■ Excerpted records
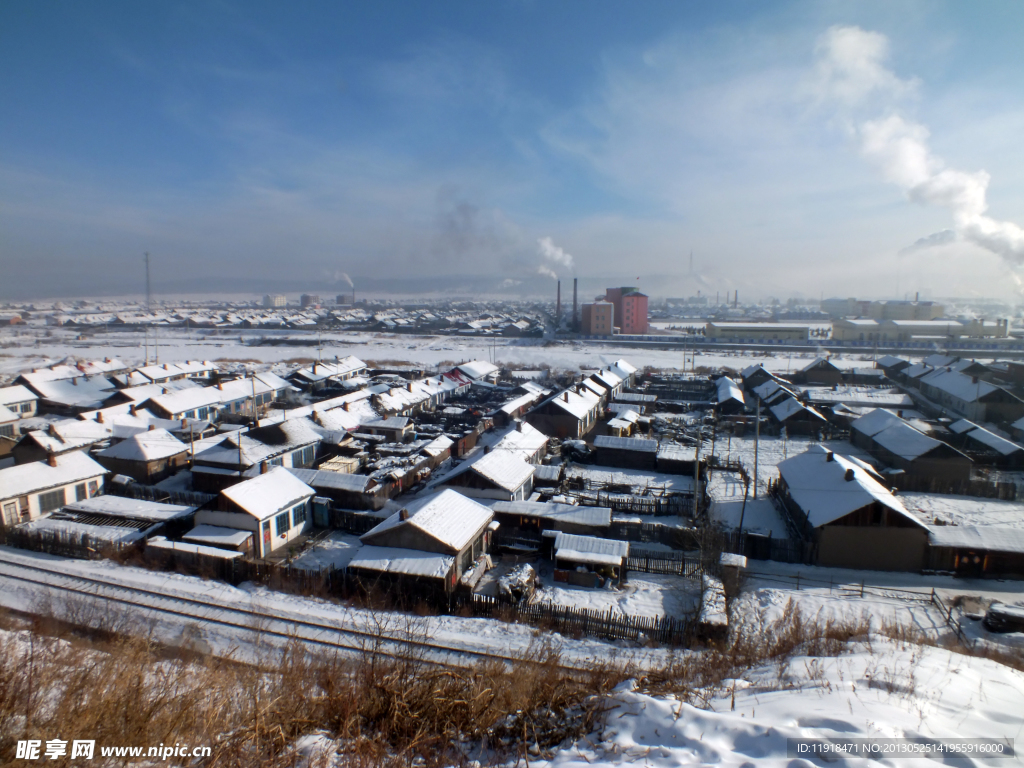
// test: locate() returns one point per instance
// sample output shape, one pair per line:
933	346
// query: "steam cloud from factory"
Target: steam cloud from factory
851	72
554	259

■ What to work on
The answer is to be the lines from the one holding "output shape, one" through the end of the data above, transcribed character for character, both ends included.

■ Exercise response
// sample output shape, one pair per line:
933	346
// query: "steam cloud from factory"
Target: steam cloud from factory
851	72
554	259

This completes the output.